WORK ORDER | Down to the last line, restate the records word for word, but not the pictures.

SUPPLIED ENTRIES |
====

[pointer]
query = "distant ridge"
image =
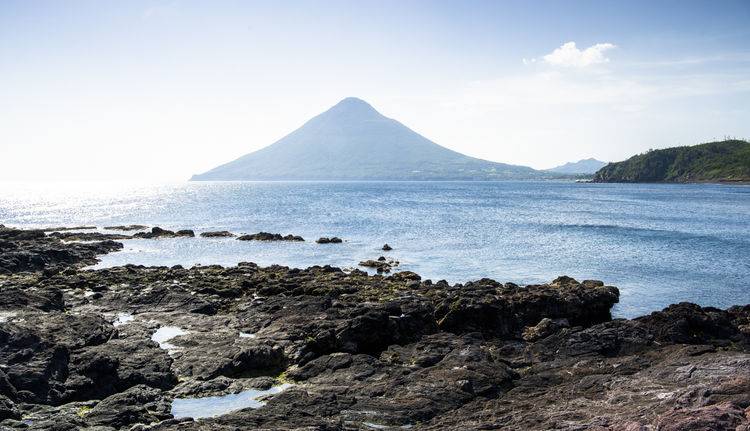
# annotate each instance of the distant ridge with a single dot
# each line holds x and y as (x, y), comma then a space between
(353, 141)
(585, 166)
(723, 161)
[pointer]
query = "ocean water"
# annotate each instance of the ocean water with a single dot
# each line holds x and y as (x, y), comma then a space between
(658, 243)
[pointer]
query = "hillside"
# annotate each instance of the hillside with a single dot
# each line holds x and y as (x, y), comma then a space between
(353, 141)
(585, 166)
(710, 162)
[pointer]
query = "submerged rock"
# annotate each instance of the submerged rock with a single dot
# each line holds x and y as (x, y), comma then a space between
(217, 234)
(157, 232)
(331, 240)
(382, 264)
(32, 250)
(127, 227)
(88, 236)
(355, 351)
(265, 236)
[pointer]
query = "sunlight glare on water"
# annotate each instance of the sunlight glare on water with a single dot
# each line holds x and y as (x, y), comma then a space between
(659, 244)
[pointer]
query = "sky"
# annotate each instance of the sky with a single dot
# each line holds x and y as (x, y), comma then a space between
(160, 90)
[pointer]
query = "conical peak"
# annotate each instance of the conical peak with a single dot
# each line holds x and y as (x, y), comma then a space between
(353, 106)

====

FINISHED TASK |
[pointer]
query = "distant ridge"
image =
# annotate each instance of the distant ridge with a single dot
# each line holds x and y as (x, y), comma then a space between
(353, 141)
(585, 166)
(723, 161)
[pointer]
query = "ocean water"
# annotate each instance of the ocean water with a single dot
# each line holds x and y as (x, y), comma then a space between
(658, 243)
[pointer]
query = "hillside"
# annotate each instance of the hillside with a single dot
# each line holds x and y as (x, y), comma then a space between
(353, 141)
(585, 166)
(710, 162)
[pointer]
query = "submerged rock"
# annotate each instance of the submerged rock with a single dot
# each line holds x and y as (x, y), comma then a space between
(217, 234)
(157, 232)
(331, 240)
(382, 264)
(32, 250)
(127, 227)
(88, 236)
(355, 351)
(265, 236)
[pointer]
query = "sunlight glare on water"
# annotate each instance of the sunlight glare on water with a single dot
# each line holds x and y as (x, y), comma then a space between
(659, 244)
[pointer]
query = "sky"
# annotate each instance of the sky with a single dot
# each line holds x and y as (x, y), comma then a space between
(160, 90)
[pointer]
query = "conical peak"
# annotate each instance of the conical peak with a single dot
# each line holds x and y as (x, y), comma then a space between
(353, 106)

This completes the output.